> **TEXT BLOCK**
* START *

[ovirt-users] Re: Managed Block Storage: ceph detach_volume failing after migration

2019-09-25 Thread Nir Soffer
On Wed, Sep 25, 2019 at 8:02 PM Dan Poltawski 
wrote:

> Hi,
>
> On Wed, 2019-09-25 at 15:42 +0300, Amit Bawer wrote:
> > According to resolution of [1] it's a multipathd/udev configuration
> > issue. Could be worth to track this issue.
> >
> > [1] https://tracker.ceph.com/issues/12763
>
> Thanks, that certainly looks like a smoking gun to me, in the logs:
>
> Sep 25 12:27:45 mario multipathd: rbd29: add path (uevent)
> Sep 25 12:27:45 mario multipathd: rbd29: spurious uevent, path already
> in pathvec
> Sep 25 12:27:45 mario multipathd: rbd29: HDIO_GETGEO failed with 25
> Sep 25 12:27:45 mario multipathd: rbd29: failed to get path uid
> Sep 25 12:27:45 mario multipathd: uevent trigger error
>

Please file oVirt bug. Vdsm manages multipath configuration and I don't
think we have
a blacklist for rbd devices.

If this is the issue, you can fix this locally by installing a multipath
drop-in configuration:

# cat /etc/multipath.conf.d/rbd.conf
blacklist {
   devnode "^(rbd)[0-9]*"
}

Vdsm should include this configuration in /etc/multipath.conf that vdsm
manages.

Nir



>
>
> Dan
>
> >
> > On Wed, Sep 25, 2019 at 3:18 PM Dan Poltawski <
> > dan.poltaw...@tnp.net.uk> wrote:
> > > On ovirt 4.3.5 we are seeing various problems related to the rbd
> > > device staying mapped after a guest has been live migrated. This
> > > causes problems migrating the guest back, as well as rebooting the
> > > guest when it starts back up on the original host. The error
> > > returned is ‘nrbd: unmap failed: (16) Device or resource busy’.
> > > I’ve pasted the full vdsm log below.
> > >
> > > As far as I can tell this isn’t happening 100% of the time, and
> > > seems to be more prevalent on busy guests.
> > >
> > > (Not sure if I should create a bug for this, so thought I’d start
> > > here first)

* END *

> **WRITTEN PROBLEM A**
Select every line of the records below that contains the word "path" and copy each such line unchanged.

> **GIVEN DATA**
* START *

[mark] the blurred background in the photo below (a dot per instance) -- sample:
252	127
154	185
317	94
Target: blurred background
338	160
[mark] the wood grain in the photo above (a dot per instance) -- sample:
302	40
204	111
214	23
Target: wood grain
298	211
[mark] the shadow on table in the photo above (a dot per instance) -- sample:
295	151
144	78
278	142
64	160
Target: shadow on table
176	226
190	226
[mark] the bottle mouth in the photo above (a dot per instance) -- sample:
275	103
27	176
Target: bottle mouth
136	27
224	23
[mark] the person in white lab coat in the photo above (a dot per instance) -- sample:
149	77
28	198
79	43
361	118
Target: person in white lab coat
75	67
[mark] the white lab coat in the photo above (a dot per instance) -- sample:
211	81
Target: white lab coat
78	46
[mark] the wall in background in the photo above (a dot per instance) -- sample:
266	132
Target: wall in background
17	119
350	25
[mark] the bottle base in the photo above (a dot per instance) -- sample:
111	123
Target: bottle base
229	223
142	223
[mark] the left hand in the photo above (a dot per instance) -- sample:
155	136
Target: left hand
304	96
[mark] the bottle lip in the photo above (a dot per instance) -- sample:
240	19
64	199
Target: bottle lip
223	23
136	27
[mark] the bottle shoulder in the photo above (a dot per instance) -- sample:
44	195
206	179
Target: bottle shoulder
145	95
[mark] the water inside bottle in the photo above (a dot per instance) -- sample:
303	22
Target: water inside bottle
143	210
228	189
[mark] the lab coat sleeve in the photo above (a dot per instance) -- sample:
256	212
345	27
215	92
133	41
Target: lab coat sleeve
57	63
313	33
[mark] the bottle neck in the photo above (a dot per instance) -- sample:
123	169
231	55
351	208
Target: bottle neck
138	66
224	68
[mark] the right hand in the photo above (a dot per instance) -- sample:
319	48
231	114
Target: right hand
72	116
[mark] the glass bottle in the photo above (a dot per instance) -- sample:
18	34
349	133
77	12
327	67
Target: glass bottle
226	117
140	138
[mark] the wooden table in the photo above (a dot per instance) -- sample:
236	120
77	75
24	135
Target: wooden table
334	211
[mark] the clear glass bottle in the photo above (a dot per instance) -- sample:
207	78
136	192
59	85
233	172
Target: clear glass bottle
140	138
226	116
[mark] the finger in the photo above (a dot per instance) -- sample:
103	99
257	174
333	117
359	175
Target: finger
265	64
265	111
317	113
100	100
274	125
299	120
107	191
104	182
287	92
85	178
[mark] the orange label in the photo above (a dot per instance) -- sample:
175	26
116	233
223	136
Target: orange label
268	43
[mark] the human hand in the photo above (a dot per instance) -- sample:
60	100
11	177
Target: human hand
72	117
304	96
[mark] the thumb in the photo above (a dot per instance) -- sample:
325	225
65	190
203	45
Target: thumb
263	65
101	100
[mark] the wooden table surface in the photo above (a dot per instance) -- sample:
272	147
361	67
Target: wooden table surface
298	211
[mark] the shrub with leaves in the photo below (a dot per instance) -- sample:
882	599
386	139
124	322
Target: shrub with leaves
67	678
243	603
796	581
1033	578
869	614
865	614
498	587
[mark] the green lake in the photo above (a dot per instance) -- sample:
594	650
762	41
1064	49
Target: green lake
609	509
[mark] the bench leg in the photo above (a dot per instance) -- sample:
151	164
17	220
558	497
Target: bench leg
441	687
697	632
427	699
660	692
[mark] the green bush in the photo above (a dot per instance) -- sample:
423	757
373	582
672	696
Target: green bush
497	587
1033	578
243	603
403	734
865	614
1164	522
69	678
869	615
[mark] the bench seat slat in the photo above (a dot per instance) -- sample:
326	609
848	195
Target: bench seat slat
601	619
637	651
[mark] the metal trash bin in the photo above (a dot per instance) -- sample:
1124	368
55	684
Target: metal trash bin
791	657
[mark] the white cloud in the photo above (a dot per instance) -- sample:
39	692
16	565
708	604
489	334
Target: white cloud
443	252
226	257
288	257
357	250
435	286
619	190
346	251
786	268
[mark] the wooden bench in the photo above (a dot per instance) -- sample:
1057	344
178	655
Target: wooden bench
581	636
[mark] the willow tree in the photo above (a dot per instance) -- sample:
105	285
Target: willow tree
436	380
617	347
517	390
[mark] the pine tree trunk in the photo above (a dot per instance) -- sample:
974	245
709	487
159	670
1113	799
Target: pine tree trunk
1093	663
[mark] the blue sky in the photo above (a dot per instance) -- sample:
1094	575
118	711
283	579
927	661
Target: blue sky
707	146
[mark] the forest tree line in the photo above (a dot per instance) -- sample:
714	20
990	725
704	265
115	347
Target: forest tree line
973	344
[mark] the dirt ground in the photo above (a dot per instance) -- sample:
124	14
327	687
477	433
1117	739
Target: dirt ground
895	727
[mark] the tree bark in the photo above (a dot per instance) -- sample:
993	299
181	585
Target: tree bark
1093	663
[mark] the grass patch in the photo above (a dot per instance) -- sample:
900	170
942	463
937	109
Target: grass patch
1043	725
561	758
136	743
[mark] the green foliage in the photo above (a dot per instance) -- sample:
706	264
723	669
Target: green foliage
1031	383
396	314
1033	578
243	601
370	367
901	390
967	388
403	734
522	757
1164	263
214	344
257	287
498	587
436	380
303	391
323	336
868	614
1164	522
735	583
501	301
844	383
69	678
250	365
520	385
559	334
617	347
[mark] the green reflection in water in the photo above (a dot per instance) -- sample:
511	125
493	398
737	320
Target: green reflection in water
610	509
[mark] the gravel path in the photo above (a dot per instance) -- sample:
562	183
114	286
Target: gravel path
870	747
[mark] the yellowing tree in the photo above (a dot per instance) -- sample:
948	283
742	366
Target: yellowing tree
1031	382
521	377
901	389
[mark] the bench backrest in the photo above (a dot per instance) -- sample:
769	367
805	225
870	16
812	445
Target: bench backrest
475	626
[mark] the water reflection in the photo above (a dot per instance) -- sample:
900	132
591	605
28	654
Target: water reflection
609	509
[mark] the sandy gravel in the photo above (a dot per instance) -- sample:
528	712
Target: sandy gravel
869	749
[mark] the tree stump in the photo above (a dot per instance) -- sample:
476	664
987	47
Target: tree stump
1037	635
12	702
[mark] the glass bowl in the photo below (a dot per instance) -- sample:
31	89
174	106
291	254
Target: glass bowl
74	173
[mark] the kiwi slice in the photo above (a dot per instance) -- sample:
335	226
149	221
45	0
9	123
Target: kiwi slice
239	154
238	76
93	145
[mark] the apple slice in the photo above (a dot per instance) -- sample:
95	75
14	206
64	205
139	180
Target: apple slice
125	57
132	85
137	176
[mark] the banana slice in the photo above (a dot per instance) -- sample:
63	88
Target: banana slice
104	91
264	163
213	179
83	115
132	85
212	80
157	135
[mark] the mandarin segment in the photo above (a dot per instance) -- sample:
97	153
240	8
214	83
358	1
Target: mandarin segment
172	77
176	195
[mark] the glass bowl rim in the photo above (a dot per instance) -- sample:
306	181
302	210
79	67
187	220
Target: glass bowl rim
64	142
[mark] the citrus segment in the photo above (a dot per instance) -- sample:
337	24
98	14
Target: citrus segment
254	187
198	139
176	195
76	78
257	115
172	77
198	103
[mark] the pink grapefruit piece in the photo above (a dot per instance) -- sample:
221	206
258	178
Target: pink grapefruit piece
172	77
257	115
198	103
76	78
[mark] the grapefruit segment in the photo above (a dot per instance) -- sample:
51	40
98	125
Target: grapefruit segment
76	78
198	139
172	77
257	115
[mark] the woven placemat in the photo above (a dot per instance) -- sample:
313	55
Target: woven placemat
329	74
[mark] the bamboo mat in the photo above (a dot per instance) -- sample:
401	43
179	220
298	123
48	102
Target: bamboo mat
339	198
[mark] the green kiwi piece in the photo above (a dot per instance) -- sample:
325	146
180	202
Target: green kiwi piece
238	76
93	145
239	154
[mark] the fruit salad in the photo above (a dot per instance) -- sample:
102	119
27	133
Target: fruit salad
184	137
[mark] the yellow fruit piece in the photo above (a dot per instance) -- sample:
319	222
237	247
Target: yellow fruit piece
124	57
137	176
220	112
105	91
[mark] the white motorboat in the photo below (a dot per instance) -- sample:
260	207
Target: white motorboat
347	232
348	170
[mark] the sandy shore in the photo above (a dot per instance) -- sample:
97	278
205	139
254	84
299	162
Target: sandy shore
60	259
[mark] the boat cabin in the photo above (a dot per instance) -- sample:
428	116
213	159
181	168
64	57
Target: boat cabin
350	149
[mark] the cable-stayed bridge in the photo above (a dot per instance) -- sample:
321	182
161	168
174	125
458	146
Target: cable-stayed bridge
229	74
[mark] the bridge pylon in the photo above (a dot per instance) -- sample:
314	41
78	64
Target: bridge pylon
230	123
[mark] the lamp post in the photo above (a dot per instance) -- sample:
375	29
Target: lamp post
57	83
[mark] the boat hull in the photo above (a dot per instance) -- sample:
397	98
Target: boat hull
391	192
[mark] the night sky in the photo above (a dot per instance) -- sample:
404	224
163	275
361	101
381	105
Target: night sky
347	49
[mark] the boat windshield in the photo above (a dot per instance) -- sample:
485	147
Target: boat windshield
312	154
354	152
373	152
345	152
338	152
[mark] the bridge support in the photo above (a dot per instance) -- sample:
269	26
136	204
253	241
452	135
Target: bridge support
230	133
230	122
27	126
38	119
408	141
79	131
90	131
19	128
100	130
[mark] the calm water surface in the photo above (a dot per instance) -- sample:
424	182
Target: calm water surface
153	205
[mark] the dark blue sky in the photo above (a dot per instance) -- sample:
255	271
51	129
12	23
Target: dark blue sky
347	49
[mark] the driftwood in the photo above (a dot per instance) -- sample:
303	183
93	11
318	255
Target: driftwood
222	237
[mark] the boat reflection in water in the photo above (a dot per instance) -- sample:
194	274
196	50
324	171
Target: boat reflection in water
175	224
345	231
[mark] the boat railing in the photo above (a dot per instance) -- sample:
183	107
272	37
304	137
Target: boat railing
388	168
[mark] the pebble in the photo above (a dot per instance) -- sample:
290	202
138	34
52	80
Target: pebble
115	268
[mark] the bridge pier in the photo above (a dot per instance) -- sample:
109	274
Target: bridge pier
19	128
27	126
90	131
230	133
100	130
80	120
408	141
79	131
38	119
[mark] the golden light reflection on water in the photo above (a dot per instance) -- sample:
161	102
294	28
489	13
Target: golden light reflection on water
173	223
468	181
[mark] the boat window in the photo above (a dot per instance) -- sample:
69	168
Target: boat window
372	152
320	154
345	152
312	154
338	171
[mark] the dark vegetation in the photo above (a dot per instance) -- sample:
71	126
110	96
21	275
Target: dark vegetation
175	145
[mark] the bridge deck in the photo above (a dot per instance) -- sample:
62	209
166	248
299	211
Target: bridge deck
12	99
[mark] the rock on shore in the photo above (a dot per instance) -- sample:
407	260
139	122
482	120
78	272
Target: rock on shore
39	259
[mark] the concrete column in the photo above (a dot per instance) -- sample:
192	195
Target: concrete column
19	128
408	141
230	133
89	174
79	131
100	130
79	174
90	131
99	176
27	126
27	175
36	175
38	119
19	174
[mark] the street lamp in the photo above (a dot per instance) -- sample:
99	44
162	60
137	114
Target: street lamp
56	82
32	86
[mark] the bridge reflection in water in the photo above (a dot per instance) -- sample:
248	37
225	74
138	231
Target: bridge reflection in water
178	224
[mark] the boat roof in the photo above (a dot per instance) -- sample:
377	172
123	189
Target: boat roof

* END *

> **WRITTEN PROBLEM B**
In the thread about the Ceph detach_volume failure, which oVirt version was in use when the rbd device stayed mapped after live migration?

> **COMPLETE OUTPUT A**
[mark] the gravel path in the photo above (a dot per instance) -- sample:
Target: gravel path

> **COMPLETE OUTPUT B**
oVirt 4.3.5